→ SUPPLIED RECORDS:
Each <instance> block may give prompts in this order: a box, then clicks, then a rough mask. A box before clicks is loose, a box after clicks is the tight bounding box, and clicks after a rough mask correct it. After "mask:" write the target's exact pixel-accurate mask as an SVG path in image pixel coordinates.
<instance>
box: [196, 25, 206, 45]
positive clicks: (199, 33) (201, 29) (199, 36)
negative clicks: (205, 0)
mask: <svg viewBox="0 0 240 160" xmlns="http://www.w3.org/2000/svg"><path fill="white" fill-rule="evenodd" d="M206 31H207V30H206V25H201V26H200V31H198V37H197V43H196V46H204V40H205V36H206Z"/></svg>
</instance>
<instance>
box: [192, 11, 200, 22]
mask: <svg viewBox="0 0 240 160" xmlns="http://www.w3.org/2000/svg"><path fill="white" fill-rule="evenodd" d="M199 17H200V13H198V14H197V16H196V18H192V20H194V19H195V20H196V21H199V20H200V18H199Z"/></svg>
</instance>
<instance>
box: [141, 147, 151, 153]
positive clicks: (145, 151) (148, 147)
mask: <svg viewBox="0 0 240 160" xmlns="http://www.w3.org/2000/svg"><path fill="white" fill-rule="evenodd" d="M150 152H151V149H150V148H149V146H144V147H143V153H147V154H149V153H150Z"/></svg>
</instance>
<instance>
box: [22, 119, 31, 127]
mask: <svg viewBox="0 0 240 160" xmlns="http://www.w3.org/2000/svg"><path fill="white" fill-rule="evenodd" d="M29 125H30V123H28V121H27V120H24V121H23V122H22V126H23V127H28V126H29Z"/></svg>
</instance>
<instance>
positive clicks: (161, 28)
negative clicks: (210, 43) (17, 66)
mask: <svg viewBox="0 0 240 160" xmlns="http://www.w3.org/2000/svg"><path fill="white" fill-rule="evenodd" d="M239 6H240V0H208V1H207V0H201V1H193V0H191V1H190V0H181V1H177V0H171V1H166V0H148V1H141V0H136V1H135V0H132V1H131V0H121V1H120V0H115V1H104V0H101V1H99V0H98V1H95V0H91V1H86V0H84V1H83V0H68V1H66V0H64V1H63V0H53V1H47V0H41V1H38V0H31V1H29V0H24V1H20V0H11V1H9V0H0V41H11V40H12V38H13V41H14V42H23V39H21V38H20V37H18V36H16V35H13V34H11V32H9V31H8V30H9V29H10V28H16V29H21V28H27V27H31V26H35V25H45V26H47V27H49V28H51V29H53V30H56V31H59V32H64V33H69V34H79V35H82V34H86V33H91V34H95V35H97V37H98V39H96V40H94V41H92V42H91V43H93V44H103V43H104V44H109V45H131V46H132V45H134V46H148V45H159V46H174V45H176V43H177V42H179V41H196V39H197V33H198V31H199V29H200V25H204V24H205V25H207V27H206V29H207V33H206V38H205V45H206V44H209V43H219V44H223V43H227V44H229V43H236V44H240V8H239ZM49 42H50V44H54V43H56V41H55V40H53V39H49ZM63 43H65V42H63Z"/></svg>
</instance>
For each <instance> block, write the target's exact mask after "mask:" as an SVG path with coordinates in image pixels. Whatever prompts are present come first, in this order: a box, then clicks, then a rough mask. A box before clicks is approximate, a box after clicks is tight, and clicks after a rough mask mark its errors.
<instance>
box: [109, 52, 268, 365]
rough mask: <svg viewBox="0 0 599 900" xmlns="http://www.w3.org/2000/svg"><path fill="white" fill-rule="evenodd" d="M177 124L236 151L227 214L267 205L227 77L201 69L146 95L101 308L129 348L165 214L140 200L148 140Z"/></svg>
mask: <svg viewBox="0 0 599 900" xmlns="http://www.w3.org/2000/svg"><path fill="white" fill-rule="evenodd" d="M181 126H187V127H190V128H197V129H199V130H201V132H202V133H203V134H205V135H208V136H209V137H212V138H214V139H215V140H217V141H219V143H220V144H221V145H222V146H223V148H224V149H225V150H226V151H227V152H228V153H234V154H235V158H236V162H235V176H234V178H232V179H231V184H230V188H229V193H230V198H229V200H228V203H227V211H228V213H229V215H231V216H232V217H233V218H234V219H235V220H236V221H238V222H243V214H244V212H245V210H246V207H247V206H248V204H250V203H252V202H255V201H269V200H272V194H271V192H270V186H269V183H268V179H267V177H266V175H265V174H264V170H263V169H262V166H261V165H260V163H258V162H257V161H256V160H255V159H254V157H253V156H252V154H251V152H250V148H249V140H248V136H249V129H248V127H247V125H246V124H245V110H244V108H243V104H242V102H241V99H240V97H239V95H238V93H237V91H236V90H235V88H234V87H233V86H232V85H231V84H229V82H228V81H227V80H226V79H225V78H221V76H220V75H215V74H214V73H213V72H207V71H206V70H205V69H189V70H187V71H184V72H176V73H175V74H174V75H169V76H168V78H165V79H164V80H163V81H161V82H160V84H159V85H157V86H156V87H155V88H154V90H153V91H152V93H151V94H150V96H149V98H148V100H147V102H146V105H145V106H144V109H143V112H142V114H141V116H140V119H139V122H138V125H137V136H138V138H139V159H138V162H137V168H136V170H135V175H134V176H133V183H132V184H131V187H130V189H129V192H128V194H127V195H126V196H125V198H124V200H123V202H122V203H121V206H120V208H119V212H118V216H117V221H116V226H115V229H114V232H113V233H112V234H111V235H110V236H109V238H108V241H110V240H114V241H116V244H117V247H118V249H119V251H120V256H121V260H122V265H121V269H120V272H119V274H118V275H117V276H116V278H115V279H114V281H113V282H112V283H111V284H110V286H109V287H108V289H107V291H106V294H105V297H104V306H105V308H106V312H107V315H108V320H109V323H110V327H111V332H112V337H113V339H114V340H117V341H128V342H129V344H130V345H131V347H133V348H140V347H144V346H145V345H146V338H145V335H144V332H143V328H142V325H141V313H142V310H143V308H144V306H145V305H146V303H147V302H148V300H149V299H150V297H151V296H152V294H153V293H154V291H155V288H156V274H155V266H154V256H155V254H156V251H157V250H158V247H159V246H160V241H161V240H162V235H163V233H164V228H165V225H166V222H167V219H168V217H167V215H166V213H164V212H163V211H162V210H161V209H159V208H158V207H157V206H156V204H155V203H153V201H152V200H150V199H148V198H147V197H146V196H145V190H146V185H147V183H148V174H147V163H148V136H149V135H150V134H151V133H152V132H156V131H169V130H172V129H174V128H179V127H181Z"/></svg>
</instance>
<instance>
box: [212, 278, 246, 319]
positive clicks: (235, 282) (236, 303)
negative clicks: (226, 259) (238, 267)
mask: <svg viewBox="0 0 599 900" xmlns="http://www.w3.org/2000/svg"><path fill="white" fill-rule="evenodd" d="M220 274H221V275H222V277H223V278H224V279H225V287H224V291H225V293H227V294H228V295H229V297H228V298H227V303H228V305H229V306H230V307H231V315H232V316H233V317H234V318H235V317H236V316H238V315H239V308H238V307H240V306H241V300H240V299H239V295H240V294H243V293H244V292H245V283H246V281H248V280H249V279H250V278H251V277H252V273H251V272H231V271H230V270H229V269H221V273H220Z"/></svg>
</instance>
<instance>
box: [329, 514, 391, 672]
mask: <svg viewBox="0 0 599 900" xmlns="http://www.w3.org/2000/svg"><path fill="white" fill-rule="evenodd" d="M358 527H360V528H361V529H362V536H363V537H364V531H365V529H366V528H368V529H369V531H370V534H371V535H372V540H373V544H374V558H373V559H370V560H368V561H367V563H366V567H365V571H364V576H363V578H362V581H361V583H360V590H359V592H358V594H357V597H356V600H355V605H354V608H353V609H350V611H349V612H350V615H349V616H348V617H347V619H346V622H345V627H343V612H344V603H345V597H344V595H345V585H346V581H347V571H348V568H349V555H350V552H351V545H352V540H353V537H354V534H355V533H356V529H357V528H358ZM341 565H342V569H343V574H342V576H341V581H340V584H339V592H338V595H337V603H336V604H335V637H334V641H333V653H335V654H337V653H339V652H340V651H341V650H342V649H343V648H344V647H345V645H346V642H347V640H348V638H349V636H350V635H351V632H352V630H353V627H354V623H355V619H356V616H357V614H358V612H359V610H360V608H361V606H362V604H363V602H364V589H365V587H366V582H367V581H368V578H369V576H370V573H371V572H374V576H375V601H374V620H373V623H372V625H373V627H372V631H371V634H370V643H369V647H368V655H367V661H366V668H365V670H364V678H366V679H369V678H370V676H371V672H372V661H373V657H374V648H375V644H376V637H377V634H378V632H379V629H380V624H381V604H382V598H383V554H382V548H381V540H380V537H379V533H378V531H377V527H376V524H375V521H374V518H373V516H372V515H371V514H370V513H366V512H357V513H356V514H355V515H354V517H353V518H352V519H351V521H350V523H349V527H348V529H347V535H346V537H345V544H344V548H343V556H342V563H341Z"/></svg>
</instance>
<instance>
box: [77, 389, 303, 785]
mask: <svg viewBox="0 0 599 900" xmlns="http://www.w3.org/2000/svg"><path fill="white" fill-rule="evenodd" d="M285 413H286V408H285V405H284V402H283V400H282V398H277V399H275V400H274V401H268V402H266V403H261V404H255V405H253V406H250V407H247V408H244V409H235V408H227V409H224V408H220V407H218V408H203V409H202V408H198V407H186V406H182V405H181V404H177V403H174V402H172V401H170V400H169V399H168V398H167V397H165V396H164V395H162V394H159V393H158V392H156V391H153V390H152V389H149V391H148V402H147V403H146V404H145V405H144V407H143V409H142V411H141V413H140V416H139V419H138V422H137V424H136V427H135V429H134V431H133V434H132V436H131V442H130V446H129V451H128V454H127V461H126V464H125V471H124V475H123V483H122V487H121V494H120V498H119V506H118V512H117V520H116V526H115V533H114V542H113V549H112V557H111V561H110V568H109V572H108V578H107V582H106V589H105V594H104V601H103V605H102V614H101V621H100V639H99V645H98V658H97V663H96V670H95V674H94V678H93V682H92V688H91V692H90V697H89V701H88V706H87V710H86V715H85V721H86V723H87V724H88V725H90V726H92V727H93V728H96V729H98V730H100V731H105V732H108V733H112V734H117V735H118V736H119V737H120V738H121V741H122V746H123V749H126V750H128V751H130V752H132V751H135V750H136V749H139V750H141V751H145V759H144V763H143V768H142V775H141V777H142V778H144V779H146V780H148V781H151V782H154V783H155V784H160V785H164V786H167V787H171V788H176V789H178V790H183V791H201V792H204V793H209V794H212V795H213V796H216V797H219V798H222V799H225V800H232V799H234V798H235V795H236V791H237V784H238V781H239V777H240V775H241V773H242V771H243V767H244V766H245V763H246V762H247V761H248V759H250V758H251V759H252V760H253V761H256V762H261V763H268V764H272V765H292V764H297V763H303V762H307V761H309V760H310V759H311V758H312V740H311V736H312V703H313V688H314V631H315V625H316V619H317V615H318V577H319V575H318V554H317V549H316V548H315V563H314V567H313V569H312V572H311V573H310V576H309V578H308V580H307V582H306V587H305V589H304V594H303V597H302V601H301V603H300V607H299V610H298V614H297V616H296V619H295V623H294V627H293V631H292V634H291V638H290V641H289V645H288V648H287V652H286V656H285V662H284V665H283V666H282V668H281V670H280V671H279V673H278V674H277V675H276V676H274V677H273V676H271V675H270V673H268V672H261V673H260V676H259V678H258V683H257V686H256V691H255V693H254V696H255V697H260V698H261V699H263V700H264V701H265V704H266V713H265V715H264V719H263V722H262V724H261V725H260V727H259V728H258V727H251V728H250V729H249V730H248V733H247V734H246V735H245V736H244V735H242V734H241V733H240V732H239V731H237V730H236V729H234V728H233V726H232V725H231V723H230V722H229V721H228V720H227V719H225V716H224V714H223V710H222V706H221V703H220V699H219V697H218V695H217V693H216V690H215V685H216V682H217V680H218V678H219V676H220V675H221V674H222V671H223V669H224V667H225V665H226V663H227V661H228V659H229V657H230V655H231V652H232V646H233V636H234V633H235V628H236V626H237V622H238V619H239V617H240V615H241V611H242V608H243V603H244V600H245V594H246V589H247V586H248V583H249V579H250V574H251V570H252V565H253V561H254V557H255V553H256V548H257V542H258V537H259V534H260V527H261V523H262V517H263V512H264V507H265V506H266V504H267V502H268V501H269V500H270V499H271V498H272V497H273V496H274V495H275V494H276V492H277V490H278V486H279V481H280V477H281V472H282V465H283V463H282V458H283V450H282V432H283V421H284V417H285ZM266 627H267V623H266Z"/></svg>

→ THE PROBLEM: Only a number is wanted here: how many lines in the data above include the string "tight"?

→ SOLUTION FOR THIS PROBLEM: 2